MLX — the Mac-native path
Apple's MLX framework exists because NVIDIA's CUDA stack doesn't run on Apple Silicon. But the absence is also an opportunity — Macs have a secret weapon that data center GPUs don't: unified memory. The CPU and GPU share the same physical memory. No CPU↔GPU transfers, no PCIe bottleneck, no “copy the model into VRAM” step.
On an M3 Max with 64 GB unified memory, a 30B model with 4-bit quantization fits entirely in “GPU memory” — because all memory is GPU memory. A data center A100 with 80 GB of HBM has more raw bandwidth but not as much memory, and it costs ~$10k. A MacBook Pro costs ~$4k and can serve a 70B Q4 model at useful tokens/sec.
MLX was released in December 2023 by Awni Hannun and the Apple ML Research team as a deliberately NumPy-ish array library — if you can write mx.matmul(a, b) you can write MLX — with a PyTorch-style nnmodule layered on top. The decode story is dominated by memory bandwidth, not FLOPs, so the interesting comparison isn't TFLOPs but the roofline: an M3 Max at ~400 GB/s and an M2/M3 Ultra at ~800 GB/s sit in the same zone as a consumer RTX 4090 (~1008 GB/s), which is why a 70B Q4 model on an Ultra actually streams tokens at a human-readable pace instead of lurching. No other laptop architecture — not a Threadripper workstation, not a gaming laptop with a mobile 4090 capped at 8 GB VRAM — can load the weights at all, let alone stream them.
# Install pip install mlx-lm # Convert a HuggingFace model to MLX 4-bit python -m mlx_lm.convert \ --hf-path Qwen/Qwen3-4B-Instruct \ --quantize --q-bits 4 \ --mlx-path ./mlx-qwen3-4b # Chat with it python -m mlx_lm.generate \ --model ./mlx-qwen3-4b \ --prompt "What is GQA?" \ --max-tokens 200 # Serve an OpenAI-compatible HTTP endpoint python -m mlx_lm.server \ --model ./mlx-qwen3-4b \ --port 8080 # Fine-tune with LoRA on your own data python -m mlx_lm.lora \ --model ./mlx-qwen3-4b \ --train --data ./data.jsonl \ --iters 1000
Why MLX beats llama.cpp on Apple Silicon
llama.cpp has a Metal backend and runs fine on Apple Silicon. MLX is usually 20–40% faster for the same model at the same quantization. The reasons:
- Metal kernels hand-tuned by Apple's ML team for the specific matrix units on each chip generation.
- Unified memory allocation hints — MLX arrays are allocated with the right alignment for the Neural Engine on M5+.
- Lazy evaluation — MLX builds a compute graph before launching kernels, allowing fusion and scheduling optimizations that per-operation interpreted frameworks can't do.
The tradeoff: MLX is Apple-only. On Linux or Windows, llama.cpp and Ollama are still your path.

▶ _The data_

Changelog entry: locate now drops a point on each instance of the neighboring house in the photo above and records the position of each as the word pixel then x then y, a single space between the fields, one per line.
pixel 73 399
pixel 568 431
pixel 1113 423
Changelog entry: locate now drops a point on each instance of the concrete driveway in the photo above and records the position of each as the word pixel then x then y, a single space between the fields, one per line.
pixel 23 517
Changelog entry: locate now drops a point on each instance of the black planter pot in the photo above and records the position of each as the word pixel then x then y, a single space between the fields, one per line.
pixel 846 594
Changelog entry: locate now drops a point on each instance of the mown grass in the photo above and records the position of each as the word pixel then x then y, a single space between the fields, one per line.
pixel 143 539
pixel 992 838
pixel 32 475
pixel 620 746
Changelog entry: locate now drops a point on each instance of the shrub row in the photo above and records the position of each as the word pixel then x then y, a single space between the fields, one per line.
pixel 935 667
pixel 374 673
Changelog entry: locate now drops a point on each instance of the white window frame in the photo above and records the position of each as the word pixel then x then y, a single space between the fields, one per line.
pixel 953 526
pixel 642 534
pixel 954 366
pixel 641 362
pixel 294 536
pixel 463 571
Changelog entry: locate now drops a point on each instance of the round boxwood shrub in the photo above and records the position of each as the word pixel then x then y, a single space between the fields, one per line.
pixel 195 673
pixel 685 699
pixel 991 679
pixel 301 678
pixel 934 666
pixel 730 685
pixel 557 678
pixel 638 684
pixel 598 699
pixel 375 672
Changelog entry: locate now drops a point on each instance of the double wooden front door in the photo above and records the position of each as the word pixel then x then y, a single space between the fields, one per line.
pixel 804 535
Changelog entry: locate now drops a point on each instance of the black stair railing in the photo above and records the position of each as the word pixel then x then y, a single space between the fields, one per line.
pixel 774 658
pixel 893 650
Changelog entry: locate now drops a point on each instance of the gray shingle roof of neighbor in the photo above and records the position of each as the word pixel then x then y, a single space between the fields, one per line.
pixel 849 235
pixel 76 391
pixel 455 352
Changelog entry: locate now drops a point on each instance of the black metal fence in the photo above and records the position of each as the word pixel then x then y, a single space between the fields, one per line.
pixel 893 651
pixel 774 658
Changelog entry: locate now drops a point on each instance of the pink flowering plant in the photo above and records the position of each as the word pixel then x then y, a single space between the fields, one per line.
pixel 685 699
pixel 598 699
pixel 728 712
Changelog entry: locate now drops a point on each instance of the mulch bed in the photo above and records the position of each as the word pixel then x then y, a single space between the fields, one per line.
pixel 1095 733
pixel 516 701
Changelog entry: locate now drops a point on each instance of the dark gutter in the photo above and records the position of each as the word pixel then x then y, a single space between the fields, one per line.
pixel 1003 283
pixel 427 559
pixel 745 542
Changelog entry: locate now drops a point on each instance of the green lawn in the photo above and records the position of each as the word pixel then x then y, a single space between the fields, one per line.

▶ _Your objective_
In the text on MLX, how much faster is MLX than llama.cpp for the same model at the same quantization?

▶ _Reply to the task_
Usually 20–40% faster.